=== Section Start ===

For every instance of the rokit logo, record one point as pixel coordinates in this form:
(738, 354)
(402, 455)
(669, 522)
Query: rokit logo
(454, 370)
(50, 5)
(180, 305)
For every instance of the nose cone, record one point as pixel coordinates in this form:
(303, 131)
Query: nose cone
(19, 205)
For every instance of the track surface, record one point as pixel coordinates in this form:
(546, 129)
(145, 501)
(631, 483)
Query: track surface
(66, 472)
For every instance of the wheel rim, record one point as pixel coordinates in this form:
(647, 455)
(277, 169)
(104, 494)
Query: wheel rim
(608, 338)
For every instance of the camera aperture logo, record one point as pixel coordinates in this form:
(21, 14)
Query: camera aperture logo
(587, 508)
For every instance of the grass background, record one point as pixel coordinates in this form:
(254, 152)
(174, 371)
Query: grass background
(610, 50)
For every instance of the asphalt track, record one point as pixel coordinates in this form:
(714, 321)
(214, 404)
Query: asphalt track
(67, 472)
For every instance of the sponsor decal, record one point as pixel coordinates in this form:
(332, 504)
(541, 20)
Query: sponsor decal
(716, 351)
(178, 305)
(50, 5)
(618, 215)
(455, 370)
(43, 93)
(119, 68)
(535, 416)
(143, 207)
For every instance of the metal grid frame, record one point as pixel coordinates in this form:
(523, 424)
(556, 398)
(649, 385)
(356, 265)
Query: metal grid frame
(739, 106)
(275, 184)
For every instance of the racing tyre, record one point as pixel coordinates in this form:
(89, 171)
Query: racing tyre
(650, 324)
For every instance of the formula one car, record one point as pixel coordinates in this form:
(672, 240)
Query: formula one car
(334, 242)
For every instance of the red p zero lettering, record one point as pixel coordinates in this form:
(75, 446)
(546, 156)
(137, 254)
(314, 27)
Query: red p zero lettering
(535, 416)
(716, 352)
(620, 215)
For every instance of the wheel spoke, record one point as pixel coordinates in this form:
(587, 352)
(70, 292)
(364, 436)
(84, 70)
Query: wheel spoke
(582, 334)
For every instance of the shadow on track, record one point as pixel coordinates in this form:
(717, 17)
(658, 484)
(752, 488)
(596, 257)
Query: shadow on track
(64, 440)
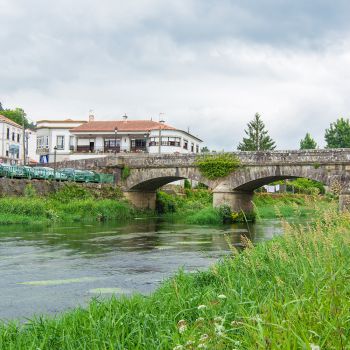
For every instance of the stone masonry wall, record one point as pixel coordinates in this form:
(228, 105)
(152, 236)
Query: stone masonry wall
(16, 187)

=== Section End ===

WHAT IS NEEDED:
From the first record to the last, retype everything exactly except the images.

WRITTEN RESPONSE:
For every instance of the rokit logo, record one point as pixel coordinates in this form:
(738, 354)
(402, 455)
(669, 522)
Query: rokit logo
(454, 370)
(50, 5)
(180, 305)
For every instance of the nose cone, record one point as pixel coordinates in this form:
(303, 131)
Query: nose cone
(19, 205)
For every instance of the track surface, record one point as pixel coordinates in this form:
(546, 129)
(145, 501)
(631, 483)
Query: track surface
(66, 472)
For every instance of the wheel rim, record one point as pixel coordinates in this form:
(647, 455)
(277, 169)
(104, 494)
Query: wheel rim
(608, 338)
For every instance of the camera aperture logo, record one point as pixel coordinates in this form:
(21, 14)
Query: camera aperture logo
(587, 508)
For every instance of the grass background, record one point as pixel coordinates in this form:
(254, 152)
(174, 371)
Query: grass background
(610, 50)
For every instance of the asphalt track, record one point as pixel coordinates in this form:
(714, 321)
(214, 404)
Query: asphalt track
(67, 472)
For every instance of the sponsor decal, record one point as pixel coordinates in this form:
(332, 504)
(541, 20)
Query: sponsor decal
(716, 351)
(178, 305)
(50, 5)
(618, 215)
(455, 370)
(43, 93)
(119, 68)
(535, 416)
(143, 207)
For every instance of the metal grid frame, record one point as pixel coordinates in this form:
(523, 424)
(556, 398)
(649, 385)
(356, 265)
Query: metal grid frame
(739, 106)
(275, 184)
For every instance of the racing tyre, record one point as pixel coordinates in this form:
(89, 171)
Query: racing tyre
(650, 324)
For every instance of the formula one car, record one point as pixel coordinates in this form:
(672, 240)
Query: formula one car
(334, 242)
For every instance of the red p zero lettering, record one point as pixel coordinates in this form:
(75, 446)
(546, 156)
(137, 254)
(314, 27)
Query: red p zero lettering
(535, 416)
(716, 352)
(620, 215)
For every instance of the wheel spoke, record one point as pixel coordinates in this form:
(587, 352)
(70, 292)
(364, 436)
(84, 70)
Query: wheel spoke
(582, 334)
For every instance of the shadow on track, record one point as pixel coordinates in this form:
(717, 17)
(658, 484)
(752, 488)
(596, 257)
Query: shadow on track
(64, 440)
For every instance of the stone masonry wall, record one point as pixel coordinates in this form:
(228, 105)
(152, 236)
Query: stone masonry wall
(16, 187)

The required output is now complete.